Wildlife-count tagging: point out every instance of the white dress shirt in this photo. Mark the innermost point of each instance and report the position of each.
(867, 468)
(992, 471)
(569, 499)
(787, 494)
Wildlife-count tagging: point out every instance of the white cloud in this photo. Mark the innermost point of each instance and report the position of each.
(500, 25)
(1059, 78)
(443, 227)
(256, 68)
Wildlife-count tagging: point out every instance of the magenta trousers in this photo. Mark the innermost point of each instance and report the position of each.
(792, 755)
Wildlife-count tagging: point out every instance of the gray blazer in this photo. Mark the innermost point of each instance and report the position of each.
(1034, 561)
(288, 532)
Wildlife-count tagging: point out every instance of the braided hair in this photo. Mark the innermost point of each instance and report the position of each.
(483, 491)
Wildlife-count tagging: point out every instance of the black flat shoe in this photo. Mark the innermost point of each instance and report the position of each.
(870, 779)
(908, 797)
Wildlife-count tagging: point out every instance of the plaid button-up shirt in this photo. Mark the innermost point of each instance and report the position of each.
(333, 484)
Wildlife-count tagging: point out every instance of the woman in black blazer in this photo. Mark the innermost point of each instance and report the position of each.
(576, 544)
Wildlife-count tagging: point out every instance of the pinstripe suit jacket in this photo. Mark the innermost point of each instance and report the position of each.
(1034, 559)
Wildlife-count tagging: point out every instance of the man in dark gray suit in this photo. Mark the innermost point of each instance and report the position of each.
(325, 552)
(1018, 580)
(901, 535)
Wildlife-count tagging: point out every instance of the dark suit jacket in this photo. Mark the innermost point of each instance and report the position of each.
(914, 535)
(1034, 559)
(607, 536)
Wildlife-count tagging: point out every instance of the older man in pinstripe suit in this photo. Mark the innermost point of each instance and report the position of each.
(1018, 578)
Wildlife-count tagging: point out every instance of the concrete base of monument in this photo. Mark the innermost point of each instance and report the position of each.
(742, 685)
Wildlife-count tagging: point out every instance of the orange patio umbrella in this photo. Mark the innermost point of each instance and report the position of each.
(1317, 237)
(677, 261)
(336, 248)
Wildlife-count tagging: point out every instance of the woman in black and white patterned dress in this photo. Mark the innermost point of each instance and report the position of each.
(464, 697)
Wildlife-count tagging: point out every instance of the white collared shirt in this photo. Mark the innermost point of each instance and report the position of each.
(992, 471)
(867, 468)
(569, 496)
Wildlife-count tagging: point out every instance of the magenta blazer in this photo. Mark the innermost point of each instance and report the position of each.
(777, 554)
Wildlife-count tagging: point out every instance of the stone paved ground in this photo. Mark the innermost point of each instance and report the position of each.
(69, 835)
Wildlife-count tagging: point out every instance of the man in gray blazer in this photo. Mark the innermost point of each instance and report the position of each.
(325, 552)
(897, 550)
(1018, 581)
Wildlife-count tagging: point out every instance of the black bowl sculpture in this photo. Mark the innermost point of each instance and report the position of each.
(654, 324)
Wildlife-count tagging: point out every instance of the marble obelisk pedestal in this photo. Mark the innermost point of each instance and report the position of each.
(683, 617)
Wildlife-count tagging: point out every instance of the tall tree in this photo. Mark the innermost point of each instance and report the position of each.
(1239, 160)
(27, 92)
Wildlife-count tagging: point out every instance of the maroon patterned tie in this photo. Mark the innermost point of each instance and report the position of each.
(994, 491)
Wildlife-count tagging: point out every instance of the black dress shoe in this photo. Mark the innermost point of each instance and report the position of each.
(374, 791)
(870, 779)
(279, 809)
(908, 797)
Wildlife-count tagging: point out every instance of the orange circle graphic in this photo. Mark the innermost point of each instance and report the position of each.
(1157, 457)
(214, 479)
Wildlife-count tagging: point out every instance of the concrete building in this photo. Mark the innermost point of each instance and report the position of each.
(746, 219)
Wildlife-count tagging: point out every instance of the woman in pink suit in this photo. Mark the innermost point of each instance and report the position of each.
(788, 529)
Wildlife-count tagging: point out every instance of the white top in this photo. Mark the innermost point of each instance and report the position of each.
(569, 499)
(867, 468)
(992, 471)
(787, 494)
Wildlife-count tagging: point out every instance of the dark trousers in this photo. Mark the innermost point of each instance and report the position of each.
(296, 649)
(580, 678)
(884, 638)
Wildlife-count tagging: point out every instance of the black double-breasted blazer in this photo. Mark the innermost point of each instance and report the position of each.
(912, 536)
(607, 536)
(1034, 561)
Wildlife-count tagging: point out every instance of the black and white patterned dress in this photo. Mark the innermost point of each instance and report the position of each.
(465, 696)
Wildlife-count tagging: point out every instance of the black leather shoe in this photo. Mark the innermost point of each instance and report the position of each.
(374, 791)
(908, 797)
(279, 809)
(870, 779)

━━━━━━━━━━━━━━━━━━━━

WHAT YOU SHOULD DO: Recopy the entries above exactly, with every line included.

RESULT OF THE TASK:
Wildlife-count tagging: point out every instance of the white dress shirt in this photo. Mark the innermost point of each instance and report the position of each.
(867, 468)
(992, 471)
(569, 499)
(787, 494)
Wildlife-count tagging: point out every instance of the white cloud in this photo. Mark the innermost point of each instance and report the position of each.
(500, 25)
(1059, 78)
(443, 227)
(256, 68)
Wildlife-count tagging: point out every instance of the magenta trousers in this photo. Mark the innermost point of each instance and report the position of each.
(792, 755)
Wildlife-count tagging: point out every instance of the gray blazer in this photo. Mark the innermost point of each instance and report the position of each.
(1034, 561)
(288, 532)
Wildlife-count tagging: point out every instance of the braided hair in this photo. Mark the innermost point of each instance and report the position of each.
(483, 491)
Wildlife-count tagging: point out every instance of the black flat shoe in this photo. Mark the innermost point of each instance and report the position of each.
(870, 779)
(908, 797)
Wildlife-count tagging: point out every instance of the plaid button-up shirt in this photo. Mark the innermost point of each instance and report the position of each.
(333, 484)
Wildlife-count tagging: point out every instance of the woman in black blazer in this photo. Mark the innermost point of each instance and report the position of each.
(576, 544)
Wildlife-count tagging: point out every instance of the pinstripe suit jacket in this photo. Mark the innermost point of each instance and report the position of each.
(1034, 559)
Wildlife-count tagging: point out every instance of the man in dark gray suit in this photo. Mark the innermost point of each instance and report the position of each.
(325, 552)
(1018, 580)
(901, 535)
Wildlife-count tagging: point out every instance of the dark suit jacket in this photo. Mark the innermost point of each instance and report the position of each.
(914, 535)
(1034, 559)
(607, 536)
Wildlife-count tagging: point out every instance of the older man in pinstripe suit in this photo. Mark the innermost point of each instance and report the position of each.
(1018, 578)
Wildlife-count tagging: point out every instance of the concrete base of monument in this photo. Mark the innermost point of each instance and report the position of each.
(742, 685)
Wildlife-count tagging: point out every instance of the orange patio umbrella in this photo. Mark the innermost point of each instance and report the position of each.
(1317, 237)
(677, 261)
(336, 248)
Wildlife-count tagging: point out every instance of the woman in black and white patterned dress in this photo. Mark the innermost point of each instance and report the position of each.
(464, 697)
Wildlife-count tagging: point out every instance of the white collared shirt in this photo. Mark the innermost point of each instance and report the position of each.
(992, 471)
(867, 468)
(569, 496)
Wildlife-count tagging: point out every instance of the magenta blazer in this photo. Mark the innermost point of each instance and report the position of each.
(777, 554)
Wildlife-count tagging: point out every instance of the stone paved ground in this photo. Mark the innermost point of each instance and report the position of each.
(69, 835)
Wildlife-count tagging: point out every instance of the man in gray blazer in this photo. Mark the innermost point of each instance and report the position of each.
(325, 552)
(897, 550)
(1018, 581)
Wildlife-count tagging: point out every instance of the black bowl sculpture in this photo. Mark the innermost point of each instance and report the position of each.
(654, 324)
Wildlife-count tagging: point out every instance of the marble obelisk pedestal in this photo. Mark the innermost point of each instance and report the position of each.
(683, 617)
Wildlife-count tagging: point out every instance of the tall tree in this photo. Mark the innermost point of each instance and report the position of each.
(1239, 160)
(27, 92)
Wildlife-count tagging: point out every instance of the maroon patterned tie in this photo. Mark the innermost point of each instance and report the position of each.
(994, 491)
Wildlife-count tagging: point out every instance of the black dress shoe in this photo. Mark the innermost point of each instance and report the position of each.
(374, 791)
(870, 779)
(279, 809)
(908, 797)
Wildlife-count tagging: point out every instance of the orange circle graphic in this photo. Mark the innermost point of each instance and report the position of each.
(1157, 457)
(214, 479)
Wildlife-count tagging: point out every instance of the concrete building in this photo. Mark the innermost point of each instance and report the position of each.
(746, 219)
Wildlife-count tagging: point out every instance of the woman in pink suit in this photo. Mark the innermost point of each instance and report the position of each.
(788, 529)
Wildlife-count tagging: point out every instance of the white top in this photo. Mark the innermost point of each instance and report the position of each.
(569, 499)
(867, 468)
(992, 471)
(787, 494)
Wildlife-count tagging: point out every instance of the dark trousers in this photo. Mark the innermost point of each instance and report the position of each.
(296, 649)
(580, 678)
(884, 638)
Wildlife-count tagging: point out every instance of the black double-breasted blazer in this photo. Mark the innermost point of each instance and report the position of each.
(912, 536)
(607, 536)
(1034, 561)
Wildlife-count tagging: point out every instance of the black and white patterned dress in this photo. Mark the innermost point of each instance and report the position of each.
(465, 696)
Wildlife-count tagging: point out every instance of the black leather shoe in this photo. Mark the innermost point of each instance and report the position of each.
(374, 791)
(908, 797)
(279, 809)
(870, 779)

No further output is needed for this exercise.